**Source extract**
+ + + +
OUTREPENT – Saying he’s been burdened with guilt, a Montana man has mailed Washington wildlife officials $6,000 to compensate for deer he said he killed illegally – more than 40 years ago.
The man contacted a Washington Fish and Wildlife Department office a few weeks ago and confessed to an officer that he had killed three whitetail does illegally between 1967 and 1970, officials said Wednesday.
They identified the man only by his first name, Roy.
Capt. Richard Mann in Yakima told Roy that penalties for poaching antlerless deer were around $250 in the late 60s and range up to around $2,000 today.
“But I told him the crimes are well past the statute of limitations and no charges could be filed,” Mann said.
The officer suggested he could sign up with the agency for volunteer jobs at a wildlife area or habitat project to soothe his conscience, but Roy said he lived in Montana.
Last week, Mann got a message from the department’s Olympia headquarters that a $6,000 check had been delivered as a donation to the enforcement division.
“I was amazed,” Mann said. “It’s not uncommon for me to hear from people who are sorry for a wildlife infraction, but usually it’s because the judge stuck them with a big fine.”
“This doesn’t happen,” said Mike Cenci, the agency’s deputy chief of enforcement. “We do get donations, but if any were related to misdeeds or conscience, we’re not aware of it.”
Roy asked that the money be used for wildlife enforcement. In the letter with the check he wrote:
“My conscience has not allowed me to put this sin to rest until now. I know that God has forgiven me and hope that WDFW will as well.”
+ + + +
**Supplied material**
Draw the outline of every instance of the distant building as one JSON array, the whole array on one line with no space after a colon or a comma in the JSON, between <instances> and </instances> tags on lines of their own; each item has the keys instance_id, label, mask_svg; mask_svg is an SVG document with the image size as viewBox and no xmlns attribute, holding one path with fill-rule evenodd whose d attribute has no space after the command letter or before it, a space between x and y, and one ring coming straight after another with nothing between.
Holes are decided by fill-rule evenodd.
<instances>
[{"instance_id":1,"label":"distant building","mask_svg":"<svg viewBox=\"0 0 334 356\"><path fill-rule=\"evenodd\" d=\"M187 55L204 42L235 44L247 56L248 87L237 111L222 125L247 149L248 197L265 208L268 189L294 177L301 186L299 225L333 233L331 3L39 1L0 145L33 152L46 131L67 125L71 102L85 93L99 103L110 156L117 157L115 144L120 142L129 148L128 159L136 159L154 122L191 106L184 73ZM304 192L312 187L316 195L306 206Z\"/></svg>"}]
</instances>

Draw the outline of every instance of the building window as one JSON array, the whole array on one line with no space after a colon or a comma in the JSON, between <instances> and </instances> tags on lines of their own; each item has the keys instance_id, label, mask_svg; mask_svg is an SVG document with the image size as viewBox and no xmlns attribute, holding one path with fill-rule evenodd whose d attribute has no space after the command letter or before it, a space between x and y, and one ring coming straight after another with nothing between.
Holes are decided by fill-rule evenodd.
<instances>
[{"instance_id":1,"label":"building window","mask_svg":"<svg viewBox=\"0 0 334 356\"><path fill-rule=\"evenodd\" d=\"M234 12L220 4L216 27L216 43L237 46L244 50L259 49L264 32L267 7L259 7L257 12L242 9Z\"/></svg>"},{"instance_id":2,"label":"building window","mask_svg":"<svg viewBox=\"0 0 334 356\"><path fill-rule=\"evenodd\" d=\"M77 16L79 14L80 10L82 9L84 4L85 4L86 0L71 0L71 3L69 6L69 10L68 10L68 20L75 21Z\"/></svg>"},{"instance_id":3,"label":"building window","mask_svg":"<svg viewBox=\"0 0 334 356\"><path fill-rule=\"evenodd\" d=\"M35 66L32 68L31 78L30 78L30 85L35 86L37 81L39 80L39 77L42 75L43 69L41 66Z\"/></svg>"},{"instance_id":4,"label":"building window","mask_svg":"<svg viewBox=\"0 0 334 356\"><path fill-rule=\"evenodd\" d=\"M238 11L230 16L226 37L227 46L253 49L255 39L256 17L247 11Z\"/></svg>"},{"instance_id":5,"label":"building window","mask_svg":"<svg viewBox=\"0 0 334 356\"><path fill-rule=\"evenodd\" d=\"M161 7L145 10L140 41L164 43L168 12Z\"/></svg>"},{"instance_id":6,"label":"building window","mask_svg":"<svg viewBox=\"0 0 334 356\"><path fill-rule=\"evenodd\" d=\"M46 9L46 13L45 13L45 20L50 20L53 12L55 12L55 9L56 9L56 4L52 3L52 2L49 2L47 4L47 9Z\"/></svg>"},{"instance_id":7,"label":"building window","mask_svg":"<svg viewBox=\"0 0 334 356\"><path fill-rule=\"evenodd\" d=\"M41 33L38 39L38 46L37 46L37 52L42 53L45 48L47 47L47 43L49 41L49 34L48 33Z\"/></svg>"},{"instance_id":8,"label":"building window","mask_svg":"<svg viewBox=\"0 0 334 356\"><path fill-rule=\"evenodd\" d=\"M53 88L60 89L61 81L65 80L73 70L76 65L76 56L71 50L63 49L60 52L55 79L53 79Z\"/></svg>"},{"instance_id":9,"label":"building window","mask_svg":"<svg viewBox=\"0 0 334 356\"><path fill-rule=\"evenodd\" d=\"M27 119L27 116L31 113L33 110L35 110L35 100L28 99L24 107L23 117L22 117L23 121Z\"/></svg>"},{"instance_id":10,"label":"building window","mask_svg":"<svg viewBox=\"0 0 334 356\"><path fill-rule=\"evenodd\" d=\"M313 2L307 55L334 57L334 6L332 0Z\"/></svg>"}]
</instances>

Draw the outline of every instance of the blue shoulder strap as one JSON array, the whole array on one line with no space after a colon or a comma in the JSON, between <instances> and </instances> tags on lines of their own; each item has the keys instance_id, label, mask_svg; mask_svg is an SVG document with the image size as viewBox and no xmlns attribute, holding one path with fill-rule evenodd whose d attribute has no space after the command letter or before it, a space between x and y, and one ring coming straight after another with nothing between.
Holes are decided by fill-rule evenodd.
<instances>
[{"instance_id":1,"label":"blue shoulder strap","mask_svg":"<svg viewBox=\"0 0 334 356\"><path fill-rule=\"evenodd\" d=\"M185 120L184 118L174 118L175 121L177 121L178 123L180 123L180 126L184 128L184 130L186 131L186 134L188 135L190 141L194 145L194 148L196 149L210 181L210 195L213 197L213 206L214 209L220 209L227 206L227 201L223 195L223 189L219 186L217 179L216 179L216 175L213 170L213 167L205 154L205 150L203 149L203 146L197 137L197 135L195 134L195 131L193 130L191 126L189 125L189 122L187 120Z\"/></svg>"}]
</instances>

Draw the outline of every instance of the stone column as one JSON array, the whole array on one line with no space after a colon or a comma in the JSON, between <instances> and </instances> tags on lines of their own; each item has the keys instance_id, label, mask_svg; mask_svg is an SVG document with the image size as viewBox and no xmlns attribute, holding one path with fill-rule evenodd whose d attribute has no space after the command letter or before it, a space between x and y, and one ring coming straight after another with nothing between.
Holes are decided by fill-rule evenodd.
+ + + +
**Questions to answer**
**a.** Decide whether each statement agrees with the news story about the Montana man. Answer yes or no for each, and quote the deciding words from the story.
(i) The man killed three whitetail does illegally.
(ii) Charges were filed against the man for the killings.
(iii) The check delivered to the department was for $6,000.
**b.** According to the news story about the Montana man, what did Roy ask that the money be used for?

**Answers to each task**
**a.**
(i) Yes: "he had killed three whitetail does illegally between 1967 and 1970"
(ii) No: "the crimes are well past the statute of limitations and no charges could be filed"
(iii) Yes: "a $6,000 check had been delivered as a donation to the enforcement division"

**b.** Wildlife enforcement.